┌──
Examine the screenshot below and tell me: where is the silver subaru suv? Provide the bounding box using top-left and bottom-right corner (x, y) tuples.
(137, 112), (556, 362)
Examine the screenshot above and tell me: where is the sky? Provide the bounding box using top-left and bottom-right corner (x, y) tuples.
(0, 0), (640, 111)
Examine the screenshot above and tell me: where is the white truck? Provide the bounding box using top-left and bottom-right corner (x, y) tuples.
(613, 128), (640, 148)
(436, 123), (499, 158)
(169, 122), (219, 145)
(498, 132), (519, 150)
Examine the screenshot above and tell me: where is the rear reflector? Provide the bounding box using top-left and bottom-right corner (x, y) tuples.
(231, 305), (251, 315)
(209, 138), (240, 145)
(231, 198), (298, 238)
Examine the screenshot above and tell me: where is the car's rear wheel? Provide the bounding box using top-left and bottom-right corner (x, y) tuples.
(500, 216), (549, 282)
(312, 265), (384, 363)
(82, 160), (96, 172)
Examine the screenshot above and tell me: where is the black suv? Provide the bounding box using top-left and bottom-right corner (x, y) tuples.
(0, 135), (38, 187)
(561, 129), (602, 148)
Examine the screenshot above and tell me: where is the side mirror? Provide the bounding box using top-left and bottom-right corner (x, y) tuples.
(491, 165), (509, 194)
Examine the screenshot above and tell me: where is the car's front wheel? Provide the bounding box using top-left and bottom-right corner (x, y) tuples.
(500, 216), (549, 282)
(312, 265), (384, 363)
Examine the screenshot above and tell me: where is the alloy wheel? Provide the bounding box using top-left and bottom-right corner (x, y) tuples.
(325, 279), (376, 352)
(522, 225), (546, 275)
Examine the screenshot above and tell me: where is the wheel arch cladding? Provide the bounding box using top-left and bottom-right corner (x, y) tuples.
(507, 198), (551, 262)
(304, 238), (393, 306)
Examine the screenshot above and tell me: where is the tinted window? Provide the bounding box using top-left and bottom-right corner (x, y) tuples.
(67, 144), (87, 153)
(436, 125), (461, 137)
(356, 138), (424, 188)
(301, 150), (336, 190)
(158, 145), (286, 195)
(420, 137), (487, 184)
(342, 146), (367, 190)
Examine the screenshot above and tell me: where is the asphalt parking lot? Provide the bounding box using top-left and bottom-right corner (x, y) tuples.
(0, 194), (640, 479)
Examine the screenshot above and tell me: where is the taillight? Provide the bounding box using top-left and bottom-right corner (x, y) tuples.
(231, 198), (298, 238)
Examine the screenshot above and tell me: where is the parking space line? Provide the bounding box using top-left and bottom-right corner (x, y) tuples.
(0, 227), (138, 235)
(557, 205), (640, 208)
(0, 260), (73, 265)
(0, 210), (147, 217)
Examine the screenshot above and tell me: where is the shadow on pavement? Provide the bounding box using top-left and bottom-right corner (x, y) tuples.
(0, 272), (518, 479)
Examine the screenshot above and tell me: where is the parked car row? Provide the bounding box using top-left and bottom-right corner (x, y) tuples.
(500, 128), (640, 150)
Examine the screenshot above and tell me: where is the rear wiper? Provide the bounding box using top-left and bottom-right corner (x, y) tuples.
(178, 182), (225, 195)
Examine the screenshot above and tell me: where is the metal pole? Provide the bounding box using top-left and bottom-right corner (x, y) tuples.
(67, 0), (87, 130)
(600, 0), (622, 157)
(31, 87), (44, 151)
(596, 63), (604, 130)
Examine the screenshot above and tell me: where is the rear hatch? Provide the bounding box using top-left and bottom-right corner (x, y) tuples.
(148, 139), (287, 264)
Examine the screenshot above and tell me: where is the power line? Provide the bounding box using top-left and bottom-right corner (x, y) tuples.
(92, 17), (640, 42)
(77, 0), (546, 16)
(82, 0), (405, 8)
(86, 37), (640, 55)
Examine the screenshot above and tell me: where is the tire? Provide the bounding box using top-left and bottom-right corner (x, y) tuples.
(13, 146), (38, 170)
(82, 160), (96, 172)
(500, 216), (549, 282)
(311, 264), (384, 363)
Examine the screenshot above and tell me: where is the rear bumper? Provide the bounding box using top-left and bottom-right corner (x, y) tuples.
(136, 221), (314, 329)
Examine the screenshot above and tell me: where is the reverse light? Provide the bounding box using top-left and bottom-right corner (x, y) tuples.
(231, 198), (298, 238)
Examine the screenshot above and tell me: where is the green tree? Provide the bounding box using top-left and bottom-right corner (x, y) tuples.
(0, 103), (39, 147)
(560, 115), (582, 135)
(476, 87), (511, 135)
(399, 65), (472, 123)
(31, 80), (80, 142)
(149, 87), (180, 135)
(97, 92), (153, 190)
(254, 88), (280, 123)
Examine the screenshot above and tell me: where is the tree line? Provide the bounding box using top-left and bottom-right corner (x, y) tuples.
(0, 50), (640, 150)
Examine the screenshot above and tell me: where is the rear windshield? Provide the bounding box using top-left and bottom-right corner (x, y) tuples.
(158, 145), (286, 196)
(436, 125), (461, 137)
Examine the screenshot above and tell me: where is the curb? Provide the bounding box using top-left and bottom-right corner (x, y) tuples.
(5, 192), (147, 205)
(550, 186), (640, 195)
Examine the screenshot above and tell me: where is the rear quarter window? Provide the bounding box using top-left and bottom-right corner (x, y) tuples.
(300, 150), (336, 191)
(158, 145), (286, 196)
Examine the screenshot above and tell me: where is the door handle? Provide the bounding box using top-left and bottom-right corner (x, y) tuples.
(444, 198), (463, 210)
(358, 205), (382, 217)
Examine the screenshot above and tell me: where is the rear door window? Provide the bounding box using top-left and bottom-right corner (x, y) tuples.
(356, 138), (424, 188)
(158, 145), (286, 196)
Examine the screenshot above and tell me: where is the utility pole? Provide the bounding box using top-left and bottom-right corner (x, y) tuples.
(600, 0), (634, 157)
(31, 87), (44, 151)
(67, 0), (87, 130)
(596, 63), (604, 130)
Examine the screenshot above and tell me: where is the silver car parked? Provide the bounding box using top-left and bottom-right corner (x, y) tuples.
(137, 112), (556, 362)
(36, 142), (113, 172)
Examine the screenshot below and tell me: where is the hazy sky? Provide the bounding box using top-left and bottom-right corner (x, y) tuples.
└──
SET PROBLEM -> Please rewrite the lines between the one holding "Examine the screenshot above and tell me: where is the parked" and the one holding "(254, 88), (280, 123)", inclusive, keeping the requests unchanged and scaling every coordinate in the answers by 1.8, rounded to whole numbers with halves going up.

ANSWER TO THE TASK ->
Examine the screenshot above and tell me: where is the parked car row? Provide the bounding box using top-left and bottom-right corner (x, y) tuples.
(900, 230), (1152, 270)
Examine the screenshot above and tell me: where is the rear wiper? Provide the bounding box using top-left and bottom-right corner (x, y) tuples.
(320, 328), (405, 351)
Examine the screenshot above and tell me: where is the metal pole? Provide the bounding box using top-left and bottom-right corner (x, y) tuples.
(121, 0), (157, 234)
(1080, 0), (1120, 283)
(56, 157), (79, 272)
(1073, 113), (1087, 234)
Examine the screenshot above and tell me: where is the rear hatch? Provide the bounding box using top-left and bottom-right corner (x, y) tuples.
(266, 250), (517, 475)
Examine the screenshot above and tell me: where is the power line? Provide the bounding box using top-left and bottom-right corner (x, y) tuples.
(166, 31), (1152, 76)
(139, 0), (983, 29)
(148, 0), (729, 14)
(155, 67), (1152, 99)
Examine the screenshot above and tell me: where is the tire? Provide the bounding box using top-left and bottom-right corner (x, y) tuples.
(23, 263), (68, 306)
(148, 288), (173, 310)
(900, 389), (988, 508)
(560, 475), (691, 653)
Examine the screenshot above and tell me: where is the rear bumper? Provide the bounding box using top-left and bottom-right corner (x, y) tuples.
(245, 398), (565, 592)
Examine the screenshot above and tell me: where is the reverse light? Provide the bounding box using top-left and bottom-right corner (x, y) tuples.
(416, 356), (536, 428)
Examine the screenshot above and tell me: where is the green tree? Provide the bounding box using top-left and bottom-right corner (x, y) tuples.
(0, 185), (70, 265)
(1008, 207), (1048, 243)
(857, 157), (920, 243)
(718, 117), (850, 221)
(56, 144), (144, 256)
(268, 157), (324, 243)
(175, 166), (275, 342)
(457, 158), (504, 221)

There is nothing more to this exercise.